THE DATA
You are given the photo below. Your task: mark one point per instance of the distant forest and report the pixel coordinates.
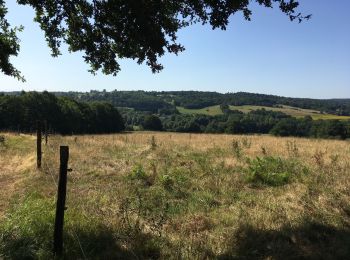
(108, 112)
(63, 115)
(166, 101)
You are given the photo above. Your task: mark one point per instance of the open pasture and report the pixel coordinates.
(171, 196)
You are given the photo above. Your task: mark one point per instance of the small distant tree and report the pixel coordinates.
(152, 122)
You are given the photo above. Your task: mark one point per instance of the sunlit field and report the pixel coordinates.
(178, 196)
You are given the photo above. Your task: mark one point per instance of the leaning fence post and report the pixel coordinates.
(38, 144)
(45, 132)
(61, 200)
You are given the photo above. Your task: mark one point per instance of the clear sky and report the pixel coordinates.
(269, 55)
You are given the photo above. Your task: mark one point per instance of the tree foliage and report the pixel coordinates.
(109, 30)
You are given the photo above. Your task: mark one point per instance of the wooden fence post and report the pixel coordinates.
(45, 132)
(38, 144)
(61, 200)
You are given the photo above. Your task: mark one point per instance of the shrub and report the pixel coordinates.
(273, 171)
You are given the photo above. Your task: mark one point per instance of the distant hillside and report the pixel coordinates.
(167, 101)
(288, 110)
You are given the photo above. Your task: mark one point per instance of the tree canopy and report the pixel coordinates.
(109, 30)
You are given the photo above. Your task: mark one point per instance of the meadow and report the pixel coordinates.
(289, 110)
(153, 195)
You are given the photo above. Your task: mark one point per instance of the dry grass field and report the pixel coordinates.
(178, 196)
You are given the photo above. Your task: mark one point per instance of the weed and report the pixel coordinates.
(263, 150)
(246, 142)
(237, 149)
(272, 171)
(319, 158)
(292, 148)
(153, 143)
(2, 140)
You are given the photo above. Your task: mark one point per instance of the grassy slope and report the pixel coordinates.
(293, 111)
(185, 196)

REQUIRED WORK
Start at the line containing "slope and report the pixel coordinates." and print each line exactly until the listing ends, keeping the final line too.

THE COMPLETED TASK
You are given the photo above. Your task: mark one point per instance of the grassy slope and report the pixel coordinates.
(293, 111)
(185, 196)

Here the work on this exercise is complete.